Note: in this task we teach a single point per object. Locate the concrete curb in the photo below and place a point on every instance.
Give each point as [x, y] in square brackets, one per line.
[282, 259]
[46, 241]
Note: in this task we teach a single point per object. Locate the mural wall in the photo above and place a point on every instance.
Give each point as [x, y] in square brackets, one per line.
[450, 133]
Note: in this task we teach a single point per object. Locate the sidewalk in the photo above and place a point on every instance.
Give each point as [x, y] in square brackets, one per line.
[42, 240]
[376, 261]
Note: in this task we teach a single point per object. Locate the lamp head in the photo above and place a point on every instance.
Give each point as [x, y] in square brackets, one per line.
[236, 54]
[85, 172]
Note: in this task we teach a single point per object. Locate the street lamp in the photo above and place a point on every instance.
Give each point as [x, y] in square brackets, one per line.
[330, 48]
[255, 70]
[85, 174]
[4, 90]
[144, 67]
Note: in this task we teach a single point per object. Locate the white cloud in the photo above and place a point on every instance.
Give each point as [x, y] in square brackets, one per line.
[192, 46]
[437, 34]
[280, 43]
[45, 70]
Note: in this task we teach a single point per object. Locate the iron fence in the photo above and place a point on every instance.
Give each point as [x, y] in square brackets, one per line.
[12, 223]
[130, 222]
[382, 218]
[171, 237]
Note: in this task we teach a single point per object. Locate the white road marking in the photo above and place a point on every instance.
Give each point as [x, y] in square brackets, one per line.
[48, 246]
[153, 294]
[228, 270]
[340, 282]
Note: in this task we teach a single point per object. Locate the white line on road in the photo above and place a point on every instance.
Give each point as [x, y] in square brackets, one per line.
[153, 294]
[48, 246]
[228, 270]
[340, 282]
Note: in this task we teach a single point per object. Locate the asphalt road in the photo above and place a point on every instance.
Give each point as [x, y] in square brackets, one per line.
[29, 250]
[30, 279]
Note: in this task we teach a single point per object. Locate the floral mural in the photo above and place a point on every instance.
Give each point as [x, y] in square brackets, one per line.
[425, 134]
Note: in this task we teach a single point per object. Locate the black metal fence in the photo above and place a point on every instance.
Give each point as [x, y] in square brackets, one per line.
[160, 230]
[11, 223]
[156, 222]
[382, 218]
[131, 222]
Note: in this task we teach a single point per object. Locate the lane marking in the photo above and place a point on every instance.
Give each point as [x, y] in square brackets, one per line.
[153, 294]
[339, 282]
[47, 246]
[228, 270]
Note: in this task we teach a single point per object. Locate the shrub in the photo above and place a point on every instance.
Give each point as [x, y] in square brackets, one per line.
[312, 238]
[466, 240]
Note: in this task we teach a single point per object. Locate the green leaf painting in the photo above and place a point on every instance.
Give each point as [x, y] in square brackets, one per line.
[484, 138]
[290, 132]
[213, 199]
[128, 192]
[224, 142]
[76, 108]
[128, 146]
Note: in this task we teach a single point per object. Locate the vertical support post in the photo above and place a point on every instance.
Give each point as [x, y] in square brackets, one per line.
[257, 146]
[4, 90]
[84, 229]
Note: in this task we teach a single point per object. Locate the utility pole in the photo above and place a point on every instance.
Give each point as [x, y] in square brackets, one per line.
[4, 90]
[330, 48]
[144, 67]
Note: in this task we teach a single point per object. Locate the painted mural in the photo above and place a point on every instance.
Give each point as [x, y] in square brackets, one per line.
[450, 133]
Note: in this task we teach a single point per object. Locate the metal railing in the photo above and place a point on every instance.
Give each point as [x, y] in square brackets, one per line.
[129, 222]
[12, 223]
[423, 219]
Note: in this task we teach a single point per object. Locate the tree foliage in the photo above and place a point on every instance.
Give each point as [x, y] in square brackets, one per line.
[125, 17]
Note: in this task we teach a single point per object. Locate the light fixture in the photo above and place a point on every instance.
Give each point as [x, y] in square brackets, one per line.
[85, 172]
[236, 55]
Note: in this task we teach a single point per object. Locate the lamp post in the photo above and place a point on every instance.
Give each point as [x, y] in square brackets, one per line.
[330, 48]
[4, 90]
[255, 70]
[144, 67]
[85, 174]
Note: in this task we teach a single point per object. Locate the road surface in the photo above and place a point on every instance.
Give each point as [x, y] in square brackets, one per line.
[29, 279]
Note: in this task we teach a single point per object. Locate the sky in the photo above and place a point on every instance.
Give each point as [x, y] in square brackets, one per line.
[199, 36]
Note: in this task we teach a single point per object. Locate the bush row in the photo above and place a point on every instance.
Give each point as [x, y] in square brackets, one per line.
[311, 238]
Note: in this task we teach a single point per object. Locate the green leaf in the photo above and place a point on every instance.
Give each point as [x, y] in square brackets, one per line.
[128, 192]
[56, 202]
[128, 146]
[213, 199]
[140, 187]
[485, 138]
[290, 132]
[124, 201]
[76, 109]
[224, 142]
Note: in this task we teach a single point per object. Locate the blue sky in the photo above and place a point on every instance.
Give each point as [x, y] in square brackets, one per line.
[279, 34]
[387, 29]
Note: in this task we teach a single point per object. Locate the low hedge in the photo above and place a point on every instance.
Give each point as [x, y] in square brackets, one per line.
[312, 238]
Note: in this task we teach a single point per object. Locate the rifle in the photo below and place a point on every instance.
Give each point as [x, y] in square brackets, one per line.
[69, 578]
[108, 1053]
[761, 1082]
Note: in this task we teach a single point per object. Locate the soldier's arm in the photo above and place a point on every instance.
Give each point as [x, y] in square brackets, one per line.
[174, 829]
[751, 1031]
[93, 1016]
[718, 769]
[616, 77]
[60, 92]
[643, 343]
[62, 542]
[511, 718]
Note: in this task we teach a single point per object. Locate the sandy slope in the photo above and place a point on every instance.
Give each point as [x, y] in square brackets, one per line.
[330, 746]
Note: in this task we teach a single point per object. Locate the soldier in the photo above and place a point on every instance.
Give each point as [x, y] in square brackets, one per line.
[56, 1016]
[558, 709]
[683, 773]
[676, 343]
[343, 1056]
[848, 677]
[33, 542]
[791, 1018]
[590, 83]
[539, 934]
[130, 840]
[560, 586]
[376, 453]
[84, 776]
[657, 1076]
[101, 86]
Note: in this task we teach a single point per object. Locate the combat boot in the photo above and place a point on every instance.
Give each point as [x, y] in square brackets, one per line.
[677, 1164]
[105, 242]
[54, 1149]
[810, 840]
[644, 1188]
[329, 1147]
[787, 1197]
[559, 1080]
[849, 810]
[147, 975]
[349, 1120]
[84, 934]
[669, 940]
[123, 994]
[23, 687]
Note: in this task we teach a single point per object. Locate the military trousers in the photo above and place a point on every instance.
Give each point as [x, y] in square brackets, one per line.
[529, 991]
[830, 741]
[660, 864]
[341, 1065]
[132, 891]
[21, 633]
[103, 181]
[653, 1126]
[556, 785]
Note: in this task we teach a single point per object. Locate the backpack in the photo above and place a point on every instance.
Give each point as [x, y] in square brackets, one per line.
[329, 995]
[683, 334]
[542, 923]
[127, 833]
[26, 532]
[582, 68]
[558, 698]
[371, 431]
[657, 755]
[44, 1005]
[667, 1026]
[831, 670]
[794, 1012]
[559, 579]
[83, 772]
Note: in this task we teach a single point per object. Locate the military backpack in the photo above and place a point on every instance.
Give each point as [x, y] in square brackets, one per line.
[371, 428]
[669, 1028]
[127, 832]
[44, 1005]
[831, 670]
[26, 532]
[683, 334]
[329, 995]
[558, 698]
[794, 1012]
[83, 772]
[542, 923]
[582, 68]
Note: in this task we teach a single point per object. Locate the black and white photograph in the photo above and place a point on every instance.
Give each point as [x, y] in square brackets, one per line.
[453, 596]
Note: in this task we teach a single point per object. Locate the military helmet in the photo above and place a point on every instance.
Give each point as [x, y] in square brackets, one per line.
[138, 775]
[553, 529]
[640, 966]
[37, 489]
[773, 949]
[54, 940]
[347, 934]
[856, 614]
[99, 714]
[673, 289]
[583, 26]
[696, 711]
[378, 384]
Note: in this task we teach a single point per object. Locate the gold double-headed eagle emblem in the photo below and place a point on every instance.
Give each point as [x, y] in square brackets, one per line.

#### What to do
Using the data above, extract exactly the lines from the one that holds "Locate the rifle" to the one that holds "Locate the backpack", both ends included, and no others.

#### Answer to the problem
Note: in this task we teach a single point per object. Locate the rifle in the photo below and place a point on every instance.
Give each point as [x, y] in square brackets, one per line.
[69, 578]
[108, 1053]
[761, 1082]
Note: in this task we teach a single point per object. Locate the soldier's arm in the photo above and place a point on every instance.
Give each point as [x, y] in square brackets, one per line.
[174, 829]
[751, 1031]
[93, 1016]
[718, 769]
[616, 77]
[60, 92]
[643, 343]
[62, 542]
[511, 718]
Note: in this task we teach a single point per object. Locate the sandy slope in the photo above and place a point on every instance.
Give each point as [x, y] in square brackets, one per line.
[330, 746]
Note: in this task we teach a single point per object. Locate the soldier in the photo above and place a point on every instance.
Give each point as [x, y] in square brackets, one per line.
[56, 1016]
[558, 709]
[683, 773]
[676, 343]
[343, 1056]
[848, 677]
[33, 542]
[791, 1018]
[590, 83]
[539, 934]
[130, 840]
[560, 586]
[376, 453]
[84, 776]
[657, 1076]
[101, 86]
Note: in this task we teach a single point per object. Locate the combat boot in the photo above and place a point on every instance.
Give each point as [x, y] in square brackets, one per line.
[677, 1164]
[105, 242]
[54, 1149]
[810, 840]
[644, 1188]
[329, 1147]
[787, 1197]
[559, 1080]
[849, 810]
[147, 975]
[349, 1120]
[84, 934]
[669, 940]
[123, 994]
[23, 687]
Note: in this task we teach a single point per object. Locate the military trousers in the photo above and place a point on every instance.
Give each point as [x, y] in square brackets, one per line.
[529, 991]
[830, 741]
[660, 864]
[341, 1065]
[132, 891]
[21, 633]
[103, 181]
[653, 1126]
[556, 785]
Note: in this task we teach a single point per object. Locate the backpack in the photo above and place a point on every instance.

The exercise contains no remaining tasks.